*TESTO DEL DOCUMENTO*.
┄┄┄┄┄┄┄┄┄┄┄┄┄┄┄┄┄┄┄┄

Non è tutto oro quello che luccica
Chi di noi non ha un negozio di “compro oro” vicino a casa? Sono pochi quelli che possono rispondere in modo negativo a questa domanda, soprattutto se si vive nelle grandi città. Infatti, che questo tipo di attività sia molto diffusa su tutto il territorio nazionale è una certezza. Si stima che i negozi di “compro oro” in Italia siano 6 mila e che le licenze quest’anno siano cresciute del 23,5 per cento a livello nazionale rispetto al 2010 e del 30 per cento a Roma e a Napoli, del 60 per cento negli ultimi tre anni nel Lazio e in Sicilia, del 30 per cento in Piemonte e Veneto. Con un giro d’affari complessivo per tutto il settore di circa 2,1 miliardi di euro (dati Movimprese-InfoCamere).

┄┄┄┄┄┄┄┄┄┄┄┄┄┄┄┄┄┄┄┄

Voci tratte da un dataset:

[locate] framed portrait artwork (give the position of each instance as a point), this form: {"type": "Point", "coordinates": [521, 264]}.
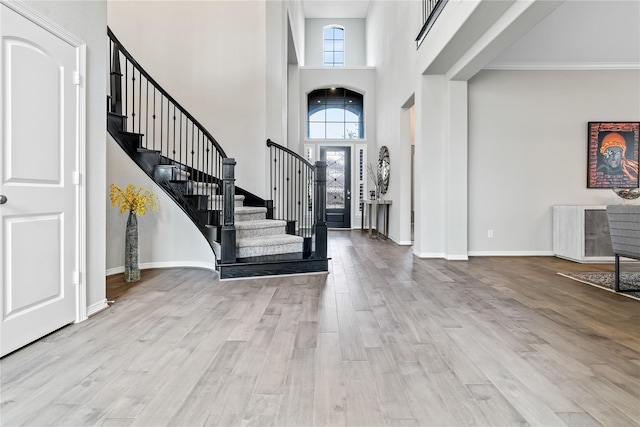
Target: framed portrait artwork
{"type": "Point", "coordinates": [612, 160]}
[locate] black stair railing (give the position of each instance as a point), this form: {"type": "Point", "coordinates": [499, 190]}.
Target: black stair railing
{"type": "Point", "coordinates": [430, 11]}
{"type": "Point", "coordinates": [294, 187]}
{"type": "Point", "coordinates": [165, 126]}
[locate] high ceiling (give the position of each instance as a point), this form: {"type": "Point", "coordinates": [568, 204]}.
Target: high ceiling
{"type": "Point", "coordinates": [578, 34]}
{"type": "Point", "coordinates": [335, 8]}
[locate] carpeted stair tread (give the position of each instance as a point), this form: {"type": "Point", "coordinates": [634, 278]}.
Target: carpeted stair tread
{"type": "Point", "coordinates": [268, 245]}
{"type": "Point", "coordinates": [261, 227]}
{"type": "Point", "coordinates": [249, 213]}
{"type": "Point", "coordinates": [260, 223]}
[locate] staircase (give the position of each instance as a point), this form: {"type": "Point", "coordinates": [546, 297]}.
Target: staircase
{"type": "Point", "coordinates": [182, 157]}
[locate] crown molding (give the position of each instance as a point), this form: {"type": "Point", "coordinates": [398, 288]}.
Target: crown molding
{"type": "Point", "coordinates": [577, 66]}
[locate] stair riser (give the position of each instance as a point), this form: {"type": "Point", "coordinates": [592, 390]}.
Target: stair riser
{"type": "Point", "coordinates": [258, 232]}
{"type": "Point", "coordinates": [249, 216]}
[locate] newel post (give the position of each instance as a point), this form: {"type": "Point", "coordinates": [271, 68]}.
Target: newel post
{"type": "Point", "coordinates": [116, 82]}
{"type": "Point", "coordinates": [320, 210]}
{"type": "Point", "coordinates": [228, 236]}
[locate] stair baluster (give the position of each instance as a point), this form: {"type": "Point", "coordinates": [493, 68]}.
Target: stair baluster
{"type": "Point", "coordinates": [228, 242]}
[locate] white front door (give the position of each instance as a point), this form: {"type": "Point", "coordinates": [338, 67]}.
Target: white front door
{"type": "Point", "coordinates": [38, 166]}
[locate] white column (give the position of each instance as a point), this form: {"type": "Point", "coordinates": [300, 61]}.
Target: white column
{"type": "Point", "coordinates": [456, 173]}
{"type": "Point", "coordinates": [441, 169]}
{"type": "Point", "coordinates": [429, 167]}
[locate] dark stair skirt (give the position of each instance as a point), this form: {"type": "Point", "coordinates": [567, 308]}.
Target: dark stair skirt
{"type": "Point", "coordinates": [273, 268]}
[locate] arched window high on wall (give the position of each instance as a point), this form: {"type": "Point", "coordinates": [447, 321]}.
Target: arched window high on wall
{"type": "Point", "coordinates": [333, 50]}
{"type": "Point", "coordinates": [335, 113]}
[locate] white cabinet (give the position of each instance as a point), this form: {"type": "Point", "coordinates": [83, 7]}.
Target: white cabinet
{"type": "Point", "coordinates": [581, 234]}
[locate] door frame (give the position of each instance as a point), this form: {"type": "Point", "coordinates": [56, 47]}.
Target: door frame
{"type": "Point", "coordinates": [349, 186]}
{"type": "Point", "coordinates": [353, 172]}
{"type": "Point", "coordinates": [79, 176]}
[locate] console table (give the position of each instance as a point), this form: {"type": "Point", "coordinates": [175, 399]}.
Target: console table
{"type": "Point", "coordinates": [581, 233]}
{"type": "Point", "coordinates": [371, 206]}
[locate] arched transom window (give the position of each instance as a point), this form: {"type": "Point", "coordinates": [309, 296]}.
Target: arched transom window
{"type": "Point", "coordinates": [335, 113]}
{"type": "Point", "coordinates": [333, 50]}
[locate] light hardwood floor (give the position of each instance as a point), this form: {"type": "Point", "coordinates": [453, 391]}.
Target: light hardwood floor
{"type": "Point", "coordinates": [384, 339]}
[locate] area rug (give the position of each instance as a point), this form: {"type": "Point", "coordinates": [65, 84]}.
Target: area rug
{"type": "Point", "coordinates": [629, 282]}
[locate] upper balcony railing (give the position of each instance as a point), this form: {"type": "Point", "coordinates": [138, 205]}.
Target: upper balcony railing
{"type": "Point", "coordinates": [430, 11]}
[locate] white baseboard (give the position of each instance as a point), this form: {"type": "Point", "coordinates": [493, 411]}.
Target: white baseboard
{"type": "Point", "coordinates": [511, 253]}
{"type": "Point", "coordinates": [97, 307]}
{"type": "Point", "coordinates": [401, 242]}
{"type": "Point", "coordinates": [168, 264]}
{"type": "Point", "coordinates": [429, 255]}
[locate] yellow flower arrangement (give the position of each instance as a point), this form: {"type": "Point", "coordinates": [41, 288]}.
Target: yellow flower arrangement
{"type": "Point", "coordinates": [133, 199]}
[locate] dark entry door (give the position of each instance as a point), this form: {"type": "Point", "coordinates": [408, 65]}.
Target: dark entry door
{"type": "Point", "coordinates": [338, 185]}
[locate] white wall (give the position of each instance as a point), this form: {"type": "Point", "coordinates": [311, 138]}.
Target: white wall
{"type": "Point", "coordinates": [166, 237]}
{"type": "Point", "coordinates": [528, 150]}
{"type": "Point", "coordinates": [211, 56]}
{"type": "Point", "coordinates": [355, 46]}
{"type": "Point", "coordinates": [88, 21]}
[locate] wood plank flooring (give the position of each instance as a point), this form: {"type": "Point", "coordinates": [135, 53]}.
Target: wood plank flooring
{"type": "Point", "coordinates": [384, 339]}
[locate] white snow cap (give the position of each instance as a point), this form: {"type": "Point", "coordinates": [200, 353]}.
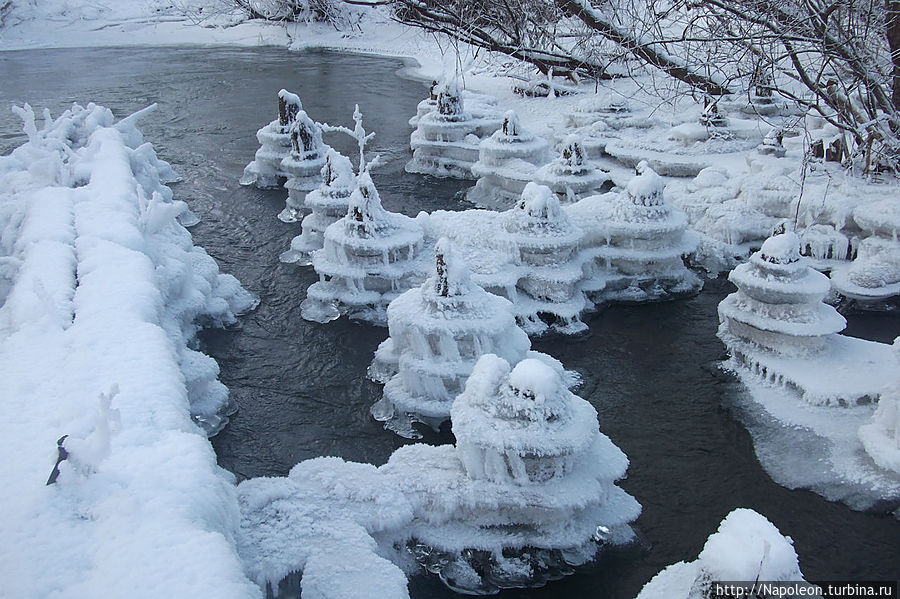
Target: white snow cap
{"type": "Point", "coordinates": [647, 187]}
{"type": "Point", "coordinates": [539, 201]}
{"type": "Point", "coordinates": [782, 248]}
{"type": "Point", "coordinates": [749, 547]}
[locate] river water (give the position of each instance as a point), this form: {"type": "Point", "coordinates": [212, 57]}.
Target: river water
{"type": "Point", "coordinates": [301, 387]}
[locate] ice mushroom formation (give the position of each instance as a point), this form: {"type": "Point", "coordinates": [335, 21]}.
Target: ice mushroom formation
{"type": "Point", "coordinates": [874, 275]}
{"type": "Point", "coordinates": [528, 491]}
{"type": "Point", "coordinates": [881, 437]}
{"type": "Point", "coordinates": [369, 257]}
{"type": "Point", "coordinates": [275, 145]}
{"type": "Point", "coordinates": [303, 166]}
{"type": "Point", "coordinates": [572, 176]}
{"type": "Point", "coordinates": [326, 204]}
{"type": "Point", "coordinates": [437, 333]}
{"type": "Point", "coordinates": [637, 241]}
{"type": "Point", "coordinates": [545, 243]}
{"type": "Point", "coordinates": [507, 161]}
{"type": "Point", "coordinates": [446, 140]}
{"type": "Point", "coordinates": [746, 547]}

┄┄┄┄┄┄┄┄┄┄┄┄┄┄┄┄┄┄┄┄

*COMPITO RICHIESTO*. Fornisca il seguito del testo sui negozi di “compro oro”, riprendendo subito dopo l'ultima frase riportata.

*RISPOSTA ALL'ESERCIZIO*.
Il motivo di quest’aumento deriva anche dalla semplicità di aprire un “compro oro”, è sufficiente l’autorizzazione del Questore, che la concede dopo aver controllato la fedina penale del soggetto ed aver consegnato una bilancia omologata dalla Camera di Commercio e un registro di pubblica sicurezza vidimato dall’autorità su cui vanno trascritti gli estremi degli oggetti comprati e l’identità del venditore. In realtà dovrebbero essere rispettati tutti i dettami della legge n. 7 del 2000 (“Nuova disciplina del mercato dell’oro, anche in attuazione della direttiva 98/80/CE del Consiglio, del 12 ottobre 1998“) che prevede l’attribuzione di operatore professionale solo a coloro abilitati e che si sono costituiti in società per azioni, o in società in accomandita per azioni, o in società a responsabilità limitata oppure in società cooperativa.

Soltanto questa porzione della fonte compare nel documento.